ИСХОДНЫЙ ОТРЫВОК:
<<<<

Когда Винсент серьёзно занялся рисунком, ему долго не удавалось сравняться с мастером, которого он принял за образец. Когда Милле рисует землекопа, мы видим, как лопата переворачивает ком земли и тело человека напрягается от усилия. В землекопах Винсента долго, очень долго этого усилия не было видно, лопата в их руках кажется «приложенной» к поверхности земли, а не вонзающейся в неё, притом что рисовальщик стремился показать тяжёлое усилие. Достаточно взглянуть на подобные сюжеты Милле, чтобы почувствовать, как у работающего крестьянина от напряжения дрожат колени.

В гаагской галерее, где работал Винсент, её директор, господин Терстег, взял юношу под своё покровительство, хотя ему самому было тогда всего двадцать четыре года. Винсент был протеже крупного акционера компании и лучшим в заведении продавцом, и семейство Терстегов часто приглашало его к себе в гости.

Художественная культура, которую он приобрёл за эти четыре года, приумножалась и подкреплялась знанием литературы. Читавший на трёх языках, Винсент регулярно ходил в библиотеки, одалживал книги у знакомых и запоем читал сочинения многих авторов, нередко на языке оригинала. За годы, проведённые в Гааге, он в свободное от работы время продолжил своё образование. Это были его «университеты».

В эти же годы началась его удивительная дружба на всю жизнь с Тео, который приехал навестить обожаемого старшего брата. Они вдвоём прошли под дождём пешком до мельницы в Рейсвейке, выпили там молока и отправились обратно. По пути они говорили обо всём на свете и о своём будущем. Возникшая тогда между ними обоюдная привязанность оказалась сильнее обыкновенных уз кровного родства. Они поклялись дружить и, что бы с ними ни случилось, помогать друг другу до самой смерти. Винсенту в то время было девятнадцать, а Тео пятнадцать лет. Эта клятва предполагала, что именно Винсент придёт на помощь младшему брату, но судьба распорядилась иначе… И ещё они договорились писать друг другу, и переписка их, хотя и с перерывом, продолжалась вплоть до смерти Винсента. Таким образом, клятве двух братьев мы обязаны перепиской, не имеющей аналогов в истории мирового искусства. «Эта дорога в Рейсвейк остаётся для меня одним из самых чудесных воспоминаний. Когда-нибудь у нас будет возможность побыть вдвоём, и мы снова поговорим о ней» (6).

Отзывы о профессиональных достоинствах молодого продавца-полиглота дошли до высшего руководства фирмы Гупиль. Дядя Сент убедился в правильности своего решения и уже видел в Винсенте наследника. Родители Винсента были счастливы: их сына считали восходящей звездой европейского художественного рынка, и было принято не вполне обдуманное решение отправить двадцатилетнего юношу в Лондон, где нужны были способные сотрудники для открытия там представительства фирмы. Когда Винсент получил это назначение, его место в Гааге занял брат Тео, хорошо зарекомендовавший себя на службе в Брюсселе.

>>>>

Элементы набора данных:
<<<<

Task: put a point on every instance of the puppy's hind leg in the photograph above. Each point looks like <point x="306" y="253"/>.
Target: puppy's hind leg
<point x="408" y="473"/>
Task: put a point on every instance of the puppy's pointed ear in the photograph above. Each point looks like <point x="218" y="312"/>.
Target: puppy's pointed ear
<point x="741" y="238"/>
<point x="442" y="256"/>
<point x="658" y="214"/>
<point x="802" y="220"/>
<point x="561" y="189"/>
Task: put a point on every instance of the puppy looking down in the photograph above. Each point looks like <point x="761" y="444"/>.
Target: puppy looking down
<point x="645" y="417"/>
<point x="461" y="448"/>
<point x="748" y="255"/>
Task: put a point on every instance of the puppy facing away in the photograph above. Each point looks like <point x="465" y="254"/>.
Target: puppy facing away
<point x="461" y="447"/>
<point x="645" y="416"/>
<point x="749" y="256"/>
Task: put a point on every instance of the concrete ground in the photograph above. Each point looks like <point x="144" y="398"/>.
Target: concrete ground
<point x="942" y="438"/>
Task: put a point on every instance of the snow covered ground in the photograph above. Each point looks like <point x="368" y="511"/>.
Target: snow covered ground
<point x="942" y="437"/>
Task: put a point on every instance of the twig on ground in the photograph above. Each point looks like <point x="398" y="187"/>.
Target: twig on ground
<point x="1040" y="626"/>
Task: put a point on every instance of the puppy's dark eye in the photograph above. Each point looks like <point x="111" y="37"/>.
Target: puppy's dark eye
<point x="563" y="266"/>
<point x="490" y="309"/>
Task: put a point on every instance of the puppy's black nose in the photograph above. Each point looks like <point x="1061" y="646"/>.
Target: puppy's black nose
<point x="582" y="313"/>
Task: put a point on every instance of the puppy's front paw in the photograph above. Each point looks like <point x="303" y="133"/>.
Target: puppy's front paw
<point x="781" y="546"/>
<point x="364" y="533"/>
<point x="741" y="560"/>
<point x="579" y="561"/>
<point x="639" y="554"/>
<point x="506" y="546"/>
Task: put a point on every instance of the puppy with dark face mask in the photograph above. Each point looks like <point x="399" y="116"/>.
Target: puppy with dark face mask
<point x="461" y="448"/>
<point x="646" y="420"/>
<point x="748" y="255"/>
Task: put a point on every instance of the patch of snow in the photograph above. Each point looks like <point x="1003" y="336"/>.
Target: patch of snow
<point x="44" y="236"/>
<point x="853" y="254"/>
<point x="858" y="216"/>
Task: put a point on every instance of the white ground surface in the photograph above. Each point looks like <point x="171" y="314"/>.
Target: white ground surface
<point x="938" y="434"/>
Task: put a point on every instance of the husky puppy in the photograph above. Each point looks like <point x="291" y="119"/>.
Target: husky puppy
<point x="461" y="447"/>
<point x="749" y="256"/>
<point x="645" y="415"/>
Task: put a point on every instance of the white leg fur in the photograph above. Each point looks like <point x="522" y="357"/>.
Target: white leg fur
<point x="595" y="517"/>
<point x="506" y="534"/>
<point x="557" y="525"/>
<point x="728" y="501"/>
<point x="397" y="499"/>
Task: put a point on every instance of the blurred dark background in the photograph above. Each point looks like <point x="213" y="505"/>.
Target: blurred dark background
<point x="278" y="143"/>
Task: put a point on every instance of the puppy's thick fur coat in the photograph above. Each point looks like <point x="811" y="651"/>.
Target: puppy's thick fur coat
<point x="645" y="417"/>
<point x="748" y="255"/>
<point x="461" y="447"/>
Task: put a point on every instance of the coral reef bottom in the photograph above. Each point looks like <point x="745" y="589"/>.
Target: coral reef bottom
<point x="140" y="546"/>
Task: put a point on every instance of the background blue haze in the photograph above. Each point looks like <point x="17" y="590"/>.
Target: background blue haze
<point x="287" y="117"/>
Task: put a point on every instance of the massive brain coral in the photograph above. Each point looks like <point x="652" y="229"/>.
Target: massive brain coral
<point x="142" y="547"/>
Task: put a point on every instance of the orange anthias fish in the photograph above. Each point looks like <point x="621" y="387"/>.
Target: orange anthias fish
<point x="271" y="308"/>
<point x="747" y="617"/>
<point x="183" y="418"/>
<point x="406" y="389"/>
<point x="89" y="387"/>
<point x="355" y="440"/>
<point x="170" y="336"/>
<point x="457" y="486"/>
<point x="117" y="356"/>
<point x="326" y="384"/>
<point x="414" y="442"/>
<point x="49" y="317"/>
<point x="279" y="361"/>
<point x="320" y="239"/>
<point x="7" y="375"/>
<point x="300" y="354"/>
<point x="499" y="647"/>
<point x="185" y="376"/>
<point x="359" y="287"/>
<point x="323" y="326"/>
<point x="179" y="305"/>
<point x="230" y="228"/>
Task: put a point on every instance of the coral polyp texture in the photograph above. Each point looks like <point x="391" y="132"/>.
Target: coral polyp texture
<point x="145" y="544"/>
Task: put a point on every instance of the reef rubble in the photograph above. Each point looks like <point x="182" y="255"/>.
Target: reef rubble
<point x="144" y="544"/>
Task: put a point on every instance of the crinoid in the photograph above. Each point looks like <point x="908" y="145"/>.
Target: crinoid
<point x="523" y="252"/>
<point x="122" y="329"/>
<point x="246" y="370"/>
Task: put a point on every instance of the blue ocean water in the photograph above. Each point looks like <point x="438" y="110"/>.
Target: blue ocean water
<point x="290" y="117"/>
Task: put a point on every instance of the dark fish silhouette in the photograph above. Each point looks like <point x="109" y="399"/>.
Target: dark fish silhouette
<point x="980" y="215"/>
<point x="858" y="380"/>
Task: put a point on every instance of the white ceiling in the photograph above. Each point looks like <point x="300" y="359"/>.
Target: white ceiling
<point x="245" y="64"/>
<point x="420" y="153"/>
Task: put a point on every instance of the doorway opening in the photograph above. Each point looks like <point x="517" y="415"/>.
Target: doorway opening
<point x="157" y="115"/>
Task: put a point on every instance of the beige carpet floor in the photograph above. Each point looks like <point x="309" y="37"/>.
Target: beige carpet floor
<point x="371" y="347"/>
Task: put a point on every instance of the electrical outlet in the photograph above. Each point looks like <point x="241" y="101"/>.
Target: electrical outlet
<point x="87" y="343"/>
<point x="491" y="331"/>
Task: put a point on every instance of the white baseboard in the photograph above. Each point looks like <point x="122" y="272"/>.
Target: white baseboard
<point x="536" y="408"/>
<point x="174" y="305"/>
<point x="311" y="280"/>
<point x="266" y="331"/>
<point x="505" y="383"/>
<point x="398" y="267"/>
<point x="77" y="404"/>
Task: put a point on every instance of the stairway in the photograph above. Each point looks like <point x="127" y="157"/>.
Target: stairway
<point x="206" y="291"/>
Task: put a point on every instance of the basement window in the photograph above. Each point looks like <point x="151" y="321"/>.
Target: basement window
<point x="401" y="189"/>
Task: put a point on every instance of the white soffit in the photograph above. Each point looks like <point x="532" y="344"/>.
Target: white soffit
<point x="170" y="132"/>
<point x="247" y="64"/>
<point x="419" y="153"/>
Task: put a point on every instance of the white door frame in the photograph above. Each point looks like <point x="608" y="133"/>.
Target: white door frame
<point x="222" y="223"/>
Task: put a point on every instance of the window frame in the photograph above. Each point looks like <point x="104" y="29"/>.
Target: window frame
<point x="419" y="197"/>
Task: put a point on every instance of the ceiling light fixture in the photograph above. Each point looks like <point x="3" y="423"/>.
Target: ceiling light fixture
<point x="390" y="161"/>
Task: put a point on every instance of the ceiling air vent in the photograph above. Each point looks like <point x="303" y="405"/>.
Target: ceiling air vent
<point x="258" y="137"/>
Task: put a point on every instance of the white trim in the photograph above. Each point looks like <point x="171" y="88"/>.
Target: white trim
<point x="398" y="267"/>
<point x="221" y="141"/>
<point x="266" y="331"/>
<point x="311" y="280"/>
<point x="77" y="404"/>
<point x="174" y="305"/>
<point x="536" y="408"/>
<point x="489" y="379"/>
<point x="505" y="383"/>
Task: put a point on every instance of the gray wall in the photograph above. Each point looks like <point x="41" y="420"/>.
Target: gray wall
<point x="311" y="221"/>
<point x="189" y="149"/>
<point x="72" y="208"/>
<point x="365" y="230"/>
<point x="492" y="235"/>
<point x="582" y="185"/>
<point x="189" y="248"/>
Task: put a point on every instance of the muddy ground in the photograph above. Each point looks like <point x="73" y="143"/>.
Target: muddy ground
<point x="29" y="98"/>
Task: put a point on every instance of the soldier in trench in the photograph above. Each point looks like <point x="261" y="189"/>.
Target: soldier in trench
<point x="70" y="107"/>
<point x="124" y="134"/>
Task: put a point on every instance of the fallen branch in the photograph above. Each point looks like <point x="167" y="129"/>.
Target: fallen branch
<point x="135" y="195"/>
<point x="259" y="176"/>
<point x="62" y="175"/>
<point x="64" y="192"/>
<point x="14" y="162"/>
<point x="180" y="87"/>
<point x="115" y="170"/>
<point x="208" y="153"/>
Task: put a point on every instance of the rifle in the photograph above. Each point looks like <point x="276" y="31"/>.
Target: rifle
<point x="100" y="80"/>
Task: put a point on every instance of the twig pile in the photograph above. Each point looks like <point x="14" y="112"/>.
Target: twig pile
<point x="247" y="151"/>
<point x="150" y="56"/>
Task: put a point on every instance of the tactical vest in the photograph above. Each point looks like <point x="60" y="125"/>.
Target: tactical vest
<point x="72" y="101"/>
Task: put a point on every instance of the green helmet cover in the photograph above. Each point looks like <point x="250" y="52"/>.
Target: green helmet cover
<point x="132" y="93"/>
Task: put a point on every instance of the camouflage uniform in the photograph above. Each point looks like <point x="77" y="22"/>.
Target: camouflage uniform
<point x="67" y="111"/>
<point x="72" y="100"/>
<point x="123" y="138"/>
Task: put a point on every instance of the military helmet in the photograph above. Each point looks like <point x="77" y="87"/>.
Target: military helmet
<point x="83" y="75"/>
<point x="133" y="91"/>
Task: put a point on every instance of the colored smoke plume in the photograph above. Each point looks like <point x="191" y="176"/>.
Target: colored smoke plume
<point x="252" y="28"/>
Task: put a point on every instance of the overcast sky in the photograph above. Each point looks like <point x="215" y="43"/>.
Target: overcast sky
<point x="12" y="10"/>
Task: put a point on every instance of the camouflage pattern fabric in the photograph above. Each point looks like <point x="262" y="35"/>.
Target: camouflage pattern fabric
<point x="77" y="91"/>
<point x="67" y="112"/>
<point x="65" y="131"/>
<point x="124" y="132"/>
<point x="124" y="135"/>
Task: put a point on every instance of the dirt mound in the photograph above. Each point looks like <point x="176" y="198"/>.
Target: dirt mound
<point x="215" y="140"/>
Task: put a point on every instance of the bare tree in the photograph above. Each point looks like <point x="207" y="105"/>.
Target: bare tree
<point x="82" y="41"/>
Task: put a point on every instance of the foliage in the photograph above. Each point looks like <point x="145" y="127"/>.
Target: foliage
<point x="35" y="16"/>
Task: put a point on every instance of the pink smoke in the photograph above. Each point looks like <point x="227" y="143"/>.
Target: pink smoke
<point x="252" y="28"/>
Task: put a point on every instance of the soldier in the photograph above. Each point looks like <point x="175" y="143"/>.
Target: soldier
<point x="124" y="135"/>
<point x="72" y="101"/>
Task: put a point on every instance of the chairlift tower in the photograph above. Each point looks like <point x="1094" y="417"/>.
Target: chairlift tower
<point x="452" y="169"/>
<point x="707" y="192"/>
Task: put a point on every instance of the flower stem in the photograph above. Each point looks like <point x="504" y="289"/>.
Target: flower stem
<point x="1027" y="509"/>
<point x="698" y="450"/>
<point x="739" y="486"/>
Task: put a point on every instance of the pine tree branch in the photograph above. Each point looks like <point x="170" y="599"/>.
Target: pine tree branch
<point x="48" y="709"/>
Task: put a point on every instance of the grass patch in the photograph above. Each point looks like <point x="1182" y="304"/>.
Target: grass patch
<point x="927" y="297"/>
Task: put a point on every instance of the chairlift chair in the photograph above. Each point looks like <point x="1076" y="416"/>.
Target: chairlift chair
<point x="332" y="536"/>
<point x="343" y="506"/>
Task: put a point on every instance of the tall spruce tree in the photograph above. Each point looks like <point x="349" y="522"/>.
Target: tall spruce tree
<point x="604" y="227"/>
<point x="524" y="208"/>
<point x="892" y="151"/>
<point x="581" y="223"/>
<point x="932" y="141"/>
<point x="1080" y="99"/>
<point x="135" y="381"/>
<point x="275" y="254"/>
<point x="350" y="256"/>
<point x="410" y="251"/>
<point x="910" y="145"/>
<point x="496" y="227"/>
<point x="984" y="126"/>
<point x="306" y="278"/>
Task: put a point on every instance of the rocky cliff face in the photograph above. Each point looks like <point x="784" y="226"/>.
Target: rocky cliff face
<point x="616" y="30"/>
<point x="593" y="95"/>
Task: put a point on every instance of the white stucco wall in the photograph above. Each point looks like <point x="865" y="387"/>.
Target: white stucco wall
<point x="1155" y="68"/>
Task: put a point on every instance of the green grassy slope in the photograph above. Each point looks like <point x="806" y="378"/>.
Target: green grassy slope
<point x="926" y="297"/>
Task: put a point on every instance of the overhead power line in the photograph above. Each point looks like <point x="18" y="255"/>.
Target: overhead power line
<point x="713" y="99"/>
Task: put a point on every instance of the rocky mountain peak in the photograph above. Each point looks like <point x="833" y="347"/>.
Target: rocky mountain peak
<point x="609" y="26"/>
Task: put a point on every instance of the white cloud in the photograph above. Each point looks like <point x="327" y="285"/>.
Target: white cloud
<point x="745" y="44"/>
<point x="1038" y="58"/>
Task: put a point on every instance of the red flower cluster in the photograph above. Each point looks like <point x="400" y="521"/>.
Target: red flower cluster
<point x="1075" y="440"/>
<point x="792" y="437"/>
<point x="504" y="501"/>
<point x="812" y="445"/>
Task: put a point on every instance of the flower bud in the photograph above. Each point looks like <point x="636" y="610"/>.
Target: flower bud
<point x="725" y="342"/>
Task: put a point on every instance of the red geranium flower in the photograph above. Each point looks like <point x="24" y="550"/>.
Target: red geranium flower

>>>>

ЗАДАНИЯ:
#1 По отрывку о юных годах Винсента объясните, почему его отправили в Лондон. Ответ дайте в одном–трёх предложениях.
#2 Воспроизведите дословно фрагмент отрывка о юных годах Винсента, начиная со слов «В гаагской галерее, где» и заканчивая словами «себе в гости.».
#3 Продолжите рассказ о юных годах Винсента и его брата Тео с того места, где он заканчивается.
Листинг представляет собой самостоятельный материал.

ОТВЕТЫ ПО ПОРЯДКУ:
#1 Отзывы о профессиональных достоинствах молодого продавца дошли до высшего руководства фирмы Гупиль, и его считали восходящей звездой европейского художественного рынка. В Лондоне же нужны были способные сотрудники для открытия там представительства фирмы.

#2
В гаагской галерее, где работал Винсент, её директор, господин Терстег, взял юношу под своё покровительство, хотя ему самому было тогда всего двадцать четыре года. Винсент был протеже крупного акционера компании и лучшим в заведении продавцом, и семейство Терстегов часто приглашало его к себе в гости.

#3
Но Винсент, отправленный в Лондон, если и хорошо знал своё дело, как личность ещё был незрел, его характер не успел приобрести эмоциональной устойчивости. Строгость пасторского дома, тоска и одиночество раннего детства, цельность натуры и упрямство, положение старшего, который должен прокладывать дорогу младшим братьям, – всё это, как и усердное чтение романов и лирических стихов без необходимого их осмысления, не способствовало эмоциональному равновесию Винсента.

Он часто употреблял слово «серьёзно» и писал даже, что желает быть «степенным и серьёзным». Его необыкновенная чувствительность, богатство внутреннего мира, которые раскрываются в его первых письмах, могли бы сослужить ему хорошую службу в общении с молодыми женщинами, но для этого надо было так проявить свои замечательные качества, чтобы их заметили и оценили. Но, оставаясь в душе дикарём, он этого не умел, а подсказать было некому. Да и внешность огненно-рыжего, не особенно ловкого в обхождении и нелюдимого молодого человека говорила не в его пользу. В свои двадцать лет он казался несколько мрачноватым, но при этом был учтив и быстро тушевался при незнакомых людях, что на первых порах окружающим не могло не понравиться.

Посылать в Лондон юношу с таким минимумом житейского опыта было рискованным решением. В Гааге ему ни разу не довелось испытать любовного приключения. Винсент был из тех натур, которых первая любовь или окрыляет, или убивает наповал.